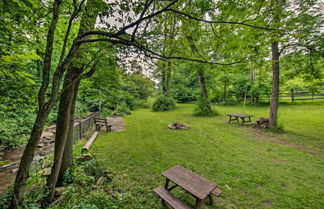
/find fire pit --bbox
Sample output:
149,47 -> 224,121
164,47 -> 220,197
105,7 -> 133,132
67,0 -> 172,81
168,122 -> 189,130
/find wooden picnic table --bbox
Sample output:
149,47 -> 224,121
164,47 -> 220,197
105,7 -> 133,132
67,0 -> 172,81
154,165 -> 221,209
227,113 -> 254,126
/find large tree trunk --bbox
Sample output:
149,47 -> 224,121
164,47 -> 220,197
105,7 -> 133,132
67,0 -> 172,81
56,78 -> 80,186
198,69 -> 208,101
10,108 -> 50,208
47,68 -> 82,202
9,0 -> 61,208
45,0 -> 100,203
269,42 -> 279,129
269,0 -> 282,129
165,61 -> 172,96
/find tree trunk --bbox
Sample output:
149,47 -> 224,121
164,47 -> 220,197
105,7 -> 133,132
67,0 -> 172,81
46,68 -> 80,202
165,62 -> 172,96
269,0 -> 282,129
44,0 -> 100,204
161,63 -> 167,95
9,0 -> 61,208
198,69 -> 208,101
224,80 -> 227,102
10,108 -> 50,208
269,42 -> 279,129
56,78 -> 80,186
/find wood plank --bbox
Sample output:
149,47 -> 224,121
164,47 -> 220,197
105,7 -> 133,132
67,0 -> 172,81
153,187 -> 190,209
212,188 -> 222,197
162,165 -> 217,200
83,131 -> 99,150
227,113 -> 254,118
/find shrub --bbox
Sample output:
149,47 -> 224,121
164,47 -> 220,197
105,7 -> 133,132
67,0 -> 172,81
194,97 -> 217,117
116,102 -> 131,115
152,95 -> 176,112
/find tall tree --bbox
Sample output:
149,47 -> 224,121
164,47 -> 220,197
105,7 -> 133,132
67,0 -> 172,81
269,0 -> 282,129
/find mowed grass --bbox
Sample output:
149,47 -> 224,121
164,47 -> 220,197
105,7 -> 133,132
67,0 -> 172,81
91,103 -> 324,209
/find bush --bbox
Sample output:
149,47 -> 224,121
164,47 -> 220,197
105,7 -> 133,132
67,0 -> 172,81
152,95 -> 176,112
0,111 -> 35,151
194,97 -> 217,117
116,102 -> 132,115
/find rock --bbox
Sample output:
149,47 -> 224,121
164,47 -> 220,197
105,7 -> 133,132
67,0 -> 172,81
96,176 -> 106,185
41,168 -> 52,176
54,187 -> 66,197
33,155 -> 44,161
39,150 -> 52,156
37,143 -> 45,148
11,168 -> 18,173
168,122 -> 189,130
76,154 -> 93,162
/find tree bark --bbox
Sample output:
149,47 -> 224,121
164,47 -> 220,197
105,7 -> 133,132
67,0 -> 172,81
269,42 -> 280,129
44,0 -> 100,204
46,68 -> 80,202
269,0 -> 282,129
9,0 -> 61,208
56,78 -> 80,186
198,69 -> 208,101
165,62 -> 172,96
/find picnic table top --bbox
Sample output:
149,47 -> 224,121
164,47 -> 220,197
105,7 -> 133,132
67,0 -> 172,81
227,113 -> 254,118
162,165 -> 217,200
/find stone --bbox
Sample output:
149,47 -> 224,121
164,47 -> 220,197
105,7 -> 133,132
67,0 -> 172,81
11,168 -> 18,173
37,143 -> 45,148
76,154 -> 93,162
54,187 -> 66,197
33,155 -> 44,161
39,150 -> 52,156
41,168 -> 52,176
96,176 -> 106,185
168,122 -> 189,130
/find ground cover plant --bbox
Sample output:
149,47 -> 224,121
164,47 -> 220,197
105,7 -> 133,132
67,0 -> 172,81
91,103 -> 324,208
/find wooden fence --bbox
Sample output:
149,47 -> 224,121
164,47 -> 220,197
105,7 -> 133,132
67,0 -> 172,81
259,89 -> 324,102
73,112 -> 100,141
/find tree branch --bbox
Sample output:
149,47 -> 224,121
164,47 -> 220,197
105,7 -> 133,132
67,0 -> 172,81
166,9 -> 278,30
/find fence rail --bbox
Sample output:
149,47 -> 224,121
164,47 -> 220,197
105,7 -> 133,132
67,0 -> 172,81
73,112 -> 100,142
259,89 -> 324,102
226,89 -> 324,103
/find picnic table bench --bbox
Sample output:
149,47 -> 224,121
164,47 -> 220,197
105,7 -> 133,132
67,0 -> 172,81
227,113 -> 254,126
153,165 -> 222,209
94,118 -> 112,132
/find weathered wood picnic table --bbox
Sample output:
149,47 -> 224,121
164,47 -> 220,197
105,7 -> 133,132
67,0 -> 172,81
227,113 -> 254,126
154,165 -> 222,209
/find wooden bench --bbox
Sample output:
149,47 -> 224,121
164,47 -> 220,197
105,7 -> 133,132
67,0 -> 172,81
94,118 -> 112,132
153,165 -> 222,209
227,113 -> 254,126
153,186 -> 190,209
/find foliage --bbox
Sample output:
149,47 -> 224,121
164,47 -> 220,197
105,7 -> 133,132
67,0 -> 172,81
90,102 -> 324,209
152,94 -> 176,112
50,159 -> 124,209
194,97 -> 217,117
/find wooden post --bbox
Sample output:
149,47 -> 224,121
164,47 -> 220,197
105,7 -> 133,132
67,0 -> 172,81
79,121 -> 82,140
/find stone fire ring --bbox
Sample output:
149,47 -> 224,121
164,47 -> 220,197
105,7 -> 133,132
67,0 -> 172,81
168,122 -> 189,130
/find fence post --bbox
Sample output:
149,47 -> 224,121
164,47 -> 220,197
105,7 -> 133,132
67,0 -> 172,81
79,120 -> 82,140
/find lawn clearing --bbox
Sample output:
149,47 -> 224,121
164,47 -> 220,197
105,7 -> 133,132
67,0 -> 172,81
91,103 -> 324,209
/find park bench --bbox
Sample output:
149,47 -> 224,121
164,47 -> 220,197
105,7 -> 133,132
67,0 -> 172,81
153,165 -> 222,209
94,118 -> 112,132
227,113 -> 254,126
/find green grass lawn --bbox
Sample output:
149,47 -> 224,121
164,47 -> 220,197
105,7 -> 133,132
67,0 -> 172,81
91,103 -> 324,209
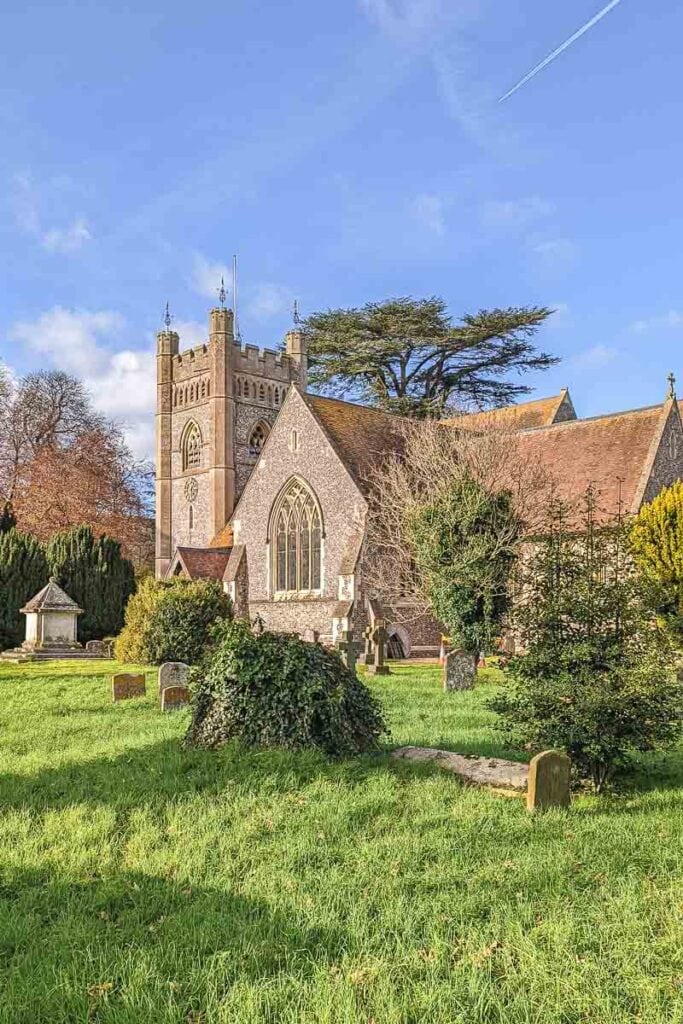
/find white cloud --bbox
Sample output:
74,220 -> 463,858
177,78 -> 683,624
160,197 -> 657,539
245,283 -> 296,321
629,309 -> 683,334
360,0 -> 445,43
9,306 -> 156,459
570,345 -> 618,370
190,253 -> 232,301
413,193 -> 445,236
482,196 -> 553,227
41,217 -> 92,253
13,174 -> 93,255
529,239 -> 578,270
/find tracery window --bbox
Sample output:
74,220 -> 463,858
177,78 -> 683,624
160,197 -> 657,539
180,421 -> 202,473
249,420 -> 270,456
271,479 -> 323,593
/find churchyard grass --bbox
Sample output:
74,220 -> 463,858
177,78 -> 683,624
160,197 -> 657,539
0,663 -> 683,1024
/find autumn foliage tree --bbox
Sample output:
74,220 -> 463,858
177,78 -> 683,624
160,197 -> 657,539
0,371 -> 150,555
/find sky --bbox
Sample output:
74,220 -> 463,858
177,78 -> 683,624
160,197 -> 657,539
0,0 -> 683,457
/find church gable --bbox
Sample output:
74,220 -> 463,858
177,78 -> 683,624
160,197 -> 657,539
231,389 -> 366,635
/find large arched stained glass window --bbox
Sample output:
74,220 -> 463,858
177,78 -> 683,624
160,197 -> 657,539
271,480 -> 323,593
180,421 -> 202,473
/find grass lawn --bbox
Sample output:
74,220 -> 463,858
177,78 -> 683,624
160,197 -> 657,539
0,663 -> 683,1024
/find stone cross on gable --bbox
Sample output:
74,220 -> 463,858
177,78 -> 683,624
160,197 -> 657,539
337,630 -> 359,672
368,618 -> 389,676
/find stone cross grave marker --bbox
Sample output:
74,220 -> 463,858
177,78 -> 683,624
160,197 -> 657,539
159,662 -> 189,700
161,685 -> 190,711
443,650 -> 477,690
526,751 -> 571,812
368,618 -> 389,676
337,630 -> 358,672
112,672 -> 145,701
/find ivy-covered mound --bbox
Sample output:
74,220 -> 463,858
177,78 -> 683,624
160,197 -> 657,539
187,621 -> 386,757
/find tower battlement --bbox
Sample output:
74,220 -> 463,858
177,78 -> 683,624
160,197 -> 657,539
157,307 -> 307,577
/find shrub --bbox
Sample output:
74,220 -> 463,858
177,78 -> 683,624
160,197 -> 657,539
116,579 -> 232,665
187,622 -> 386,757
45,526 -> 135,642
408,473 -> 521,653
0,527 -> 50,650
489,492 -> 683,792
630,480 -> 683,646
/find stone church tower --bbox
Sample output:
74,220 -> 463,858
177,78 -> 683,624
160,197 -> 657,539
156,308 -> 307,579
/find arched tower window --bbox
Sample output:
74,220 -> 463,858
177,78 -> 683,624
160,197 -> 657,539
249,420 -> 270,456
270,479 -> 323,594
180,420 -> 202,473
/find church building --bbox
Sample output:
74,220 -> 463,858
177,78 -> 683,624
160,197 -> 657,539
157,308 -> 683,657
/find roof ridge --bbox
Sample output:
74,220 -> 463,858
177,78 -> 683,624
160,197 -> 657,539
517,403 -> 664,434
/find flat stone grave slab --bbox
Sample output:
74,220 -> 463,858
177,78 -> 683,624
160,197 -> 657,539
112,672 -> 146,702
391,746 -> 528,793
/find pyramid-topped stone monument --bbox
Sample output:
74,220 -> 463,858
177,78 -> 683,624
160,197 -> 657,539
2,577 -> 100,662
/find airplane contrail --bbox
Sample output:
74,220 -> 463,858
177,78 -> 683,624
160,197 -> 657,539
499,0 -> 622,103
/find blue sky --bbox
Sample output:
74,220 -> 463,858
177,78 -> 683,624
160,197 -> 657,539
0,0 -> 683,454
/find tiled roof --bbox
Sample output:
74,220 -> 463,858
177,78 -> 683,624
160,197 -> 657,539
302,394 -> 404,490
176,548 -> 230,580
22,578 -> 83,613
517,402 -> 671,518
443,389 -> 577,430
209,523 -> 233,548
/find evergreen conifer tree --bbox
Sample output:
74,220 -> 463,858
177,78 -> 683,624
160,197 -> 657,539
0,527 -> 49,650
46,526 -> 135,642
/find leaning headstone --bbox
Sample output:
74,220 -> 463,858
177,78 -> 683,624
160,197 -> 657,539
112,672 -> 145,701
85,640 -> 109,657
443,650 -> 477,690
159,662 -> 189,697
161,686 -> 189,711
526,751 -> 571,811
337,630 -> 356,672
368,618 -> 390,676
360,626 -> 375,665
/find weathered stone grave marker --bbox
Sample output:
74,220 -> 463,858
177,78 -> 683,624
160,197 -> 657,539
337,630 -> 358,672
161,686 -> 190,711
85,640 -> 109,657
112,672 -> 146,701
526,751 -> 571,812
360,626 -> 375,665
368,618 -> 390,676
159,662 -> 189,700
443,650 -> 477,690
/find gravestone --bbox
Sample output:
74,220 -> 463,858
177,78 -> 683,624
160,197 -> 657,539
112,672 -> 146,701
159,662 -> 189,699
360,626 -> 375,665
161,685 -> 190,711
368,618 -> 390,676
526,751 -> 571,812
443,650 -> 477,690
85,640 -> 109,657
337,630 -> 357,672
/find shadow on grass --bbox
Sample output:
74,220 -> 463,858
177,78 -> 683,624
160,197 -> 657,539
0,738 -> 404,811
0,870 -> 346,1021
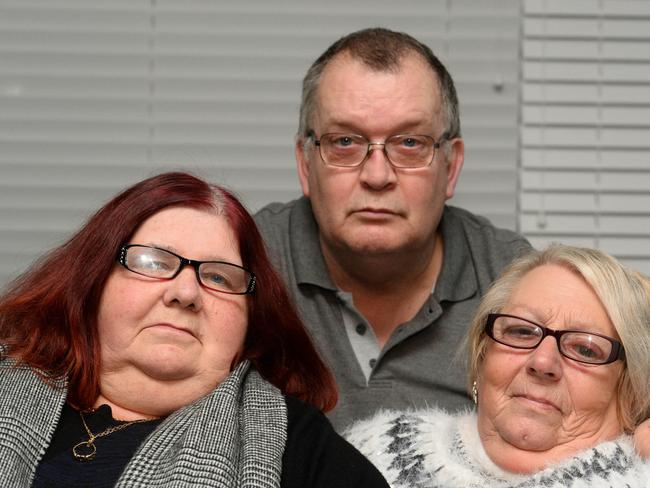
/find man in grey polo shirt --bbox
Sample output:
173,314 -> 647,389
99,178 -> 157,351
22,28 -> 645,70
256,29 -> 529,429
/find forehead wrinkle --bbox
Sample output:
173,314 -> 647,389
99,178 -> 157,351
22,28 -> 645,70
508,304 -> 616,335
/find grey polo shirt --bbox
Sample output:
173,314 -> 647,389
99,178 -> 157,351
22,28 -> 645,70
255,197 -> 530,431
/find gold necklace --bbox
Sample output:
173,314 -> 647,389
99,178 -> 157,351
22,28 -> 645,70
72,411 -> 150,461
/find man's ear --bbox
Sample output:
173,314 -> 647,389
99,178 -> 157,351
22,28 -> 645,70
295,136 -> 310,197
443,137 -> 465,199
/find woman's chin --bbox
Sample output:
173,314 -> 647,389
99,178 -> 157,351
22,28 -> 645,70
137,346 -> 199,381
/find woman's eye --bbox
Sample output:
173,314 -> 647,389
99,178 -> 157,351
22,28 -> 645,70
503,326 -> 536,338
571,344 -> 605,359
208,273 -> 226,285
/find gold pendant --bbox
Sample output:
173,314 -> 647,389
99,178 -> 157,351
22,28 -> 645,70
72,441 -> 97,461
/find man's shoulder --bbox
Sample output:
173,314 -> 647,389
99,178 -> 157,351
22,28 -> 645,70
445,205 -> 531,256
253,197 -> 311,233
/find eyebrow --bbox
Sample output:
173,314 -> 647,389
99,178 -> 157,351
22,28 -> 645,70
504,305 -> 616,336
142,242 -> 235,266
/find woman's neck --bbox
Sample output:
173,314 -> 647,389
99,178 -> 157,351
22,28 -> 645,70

**Your task**
Count the lines in the listing above that contain the string "large". Reply with the number only.

**Task solution**
2